▶ **Exercise inputs**
####
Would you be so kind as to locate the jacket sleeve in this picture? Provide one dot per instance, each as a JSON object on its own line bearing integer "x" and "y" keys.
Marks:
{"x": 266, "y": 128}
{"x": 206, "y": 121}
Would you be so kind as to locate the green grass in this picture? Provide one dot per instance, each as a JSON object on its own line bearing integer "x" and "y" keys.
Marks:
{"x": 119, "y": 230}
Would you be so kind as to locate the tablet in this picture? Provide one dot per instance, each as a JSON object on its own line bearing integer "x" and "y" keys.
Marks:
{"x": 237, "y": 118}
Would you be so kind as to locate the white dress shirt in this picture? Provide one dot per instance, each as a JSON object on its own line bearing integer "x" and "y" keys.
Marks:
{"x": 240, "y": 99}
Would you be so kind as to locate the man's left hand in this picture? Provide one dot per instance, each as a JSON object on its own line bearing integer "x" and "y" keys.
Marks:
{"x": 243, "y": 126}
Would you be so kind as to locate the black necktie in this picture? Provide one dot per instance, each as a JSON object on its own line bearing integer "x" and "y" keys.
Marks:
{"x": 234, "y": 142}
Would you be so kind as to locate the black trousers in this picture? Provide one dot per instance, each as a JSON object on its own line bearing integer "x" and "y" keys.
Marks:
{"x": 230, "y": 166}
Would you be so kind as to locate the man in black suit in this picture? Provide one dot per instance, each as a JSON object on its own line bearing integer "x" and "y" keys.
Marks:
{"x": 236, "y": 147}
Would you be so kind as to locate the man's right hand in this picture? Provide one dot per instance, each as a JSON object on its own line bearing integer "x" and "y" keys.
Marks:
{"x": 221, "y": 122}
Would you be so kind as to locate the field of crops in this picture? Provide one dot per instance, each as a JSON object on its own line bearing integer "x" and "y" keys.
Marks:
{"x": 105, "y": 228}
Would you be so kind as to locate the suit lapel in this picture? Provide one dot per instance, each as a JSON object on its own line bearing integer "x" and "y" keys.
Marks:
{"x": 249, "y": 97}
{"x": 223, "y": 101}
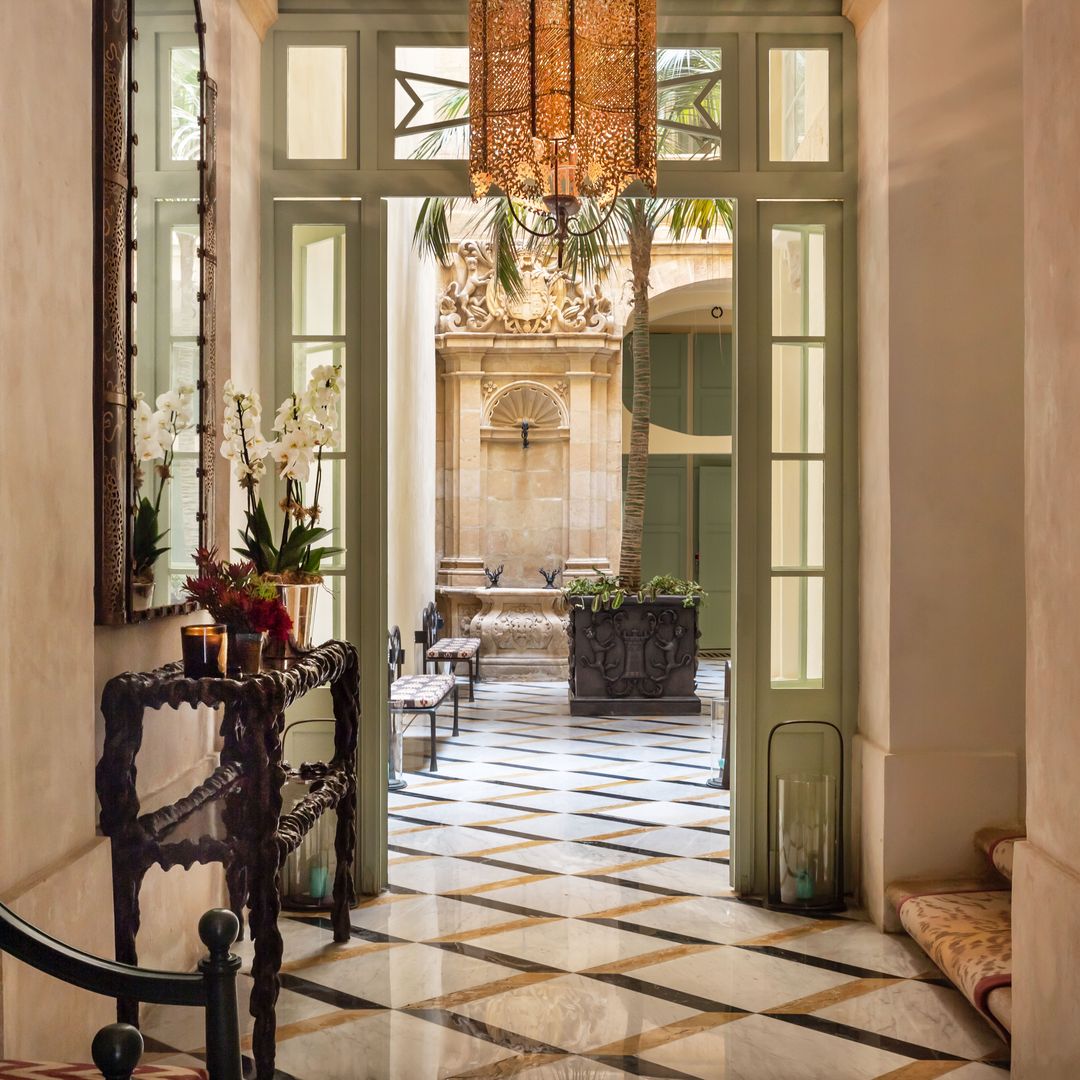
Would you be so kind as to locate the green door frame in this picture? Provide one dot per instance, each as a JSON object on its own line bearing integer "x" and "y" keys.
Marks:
{"x": 372, "y": 175}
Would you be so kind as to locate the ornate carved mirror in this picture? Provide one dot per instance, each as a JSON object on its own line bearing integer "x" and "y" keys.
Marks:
{"x": 154, "y": 292}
####
▶ **What you should do**
Print all of the entries word for word. Omit the pictures they contain.

▶ **Right answer**
Would you be so kind as to locate the jacket sleeve in this picture? Provide one dot per instance, each as a JSON object on its own line bearing integer "x" and "y" keys.
Marks:
{"x": 266, "y": 128}
{"x": 206, "y": 121}
Would you be so kind as to locate the green grass in this picture? Provide one dot per instance, each as a JSON object on its own line bearing integer "x" and "y" keys.
Marks:
{"x": 119, "y": 230}
Would you be so kind as to locate the tablet in this picture? Provide one dot per instance, each as a JSON object on its own line bearing integer "x" and "y" keys.
Marks:
{"x": 237, "y": 118}
Would you be so kind as to locate the white dress shirt in this picture? Provide one dot per instance, each as a JSON object on its own line bearing integer "x" and "y" keys.
Marks:
{"x": 240, "y": 99}
Would you be so kind as to locate the man's left hand in this picture? Provide one dot per instance, each as a JSON object on its own line bearing integer "x" and "y" keys.
Marks:
{"x": 243, "y": 126}
Would you be so kind as to locate the black necktie in this picture? Provide one dot per instance, each as a JSON object on its own line bearing integer "x" and "y" keys.
Marks:
{"x": 234, "y": 142}
Would you be so kind as to locate the black trousers in this picture? Provide one dot per instance, each as a JSON object on its own line bearing integer "x" and "y" keys.
Marks:
{"x": 230, "y": 166}
Would you be so kind as to locate the man in black suit in this picture? Provide one dot per instance, each as a JSON object on its own line bearing integer "x" and "y" keys.
Marks:
{"x": 236, "y": 147}
Would you be so kind as to locate the man's right hand in this picture? Provide one dot per instance, each as a JSON object on its own line bearing integer "x" and "y" keys.
Marks:
{"x": 221, "y": 122}
Would you be so kind as to locate the field of crops in this picture? Provide one dot per instance, each as a JSON object on its own line bearing integer "x" and "y" keys.
Marks:
{"x": 105, "y": 228}
Would you be so kind as to locate the suit lapel in this picture? Provide one dot per instance, each as a JSON object on its own line bearing integer "x" and "y" keys.
Marks:
{"x": 249, "y": 97}
{"x": 223, "y": 101}
Would you be so kind as to locate the green door frame in this picture? Provide one dot per instance, each as a JSON object on its own line bearing integer "x" and "y" keys.
Marks:
{"x": 372, "y": 175}
Would you be so kind as to locate the ornate carved mirror in this picture? Provide one dot per instance, each as a JSON object on its own line bearing integer "x" and "y" keys.
Marks:
{"x": 154, "y": 292}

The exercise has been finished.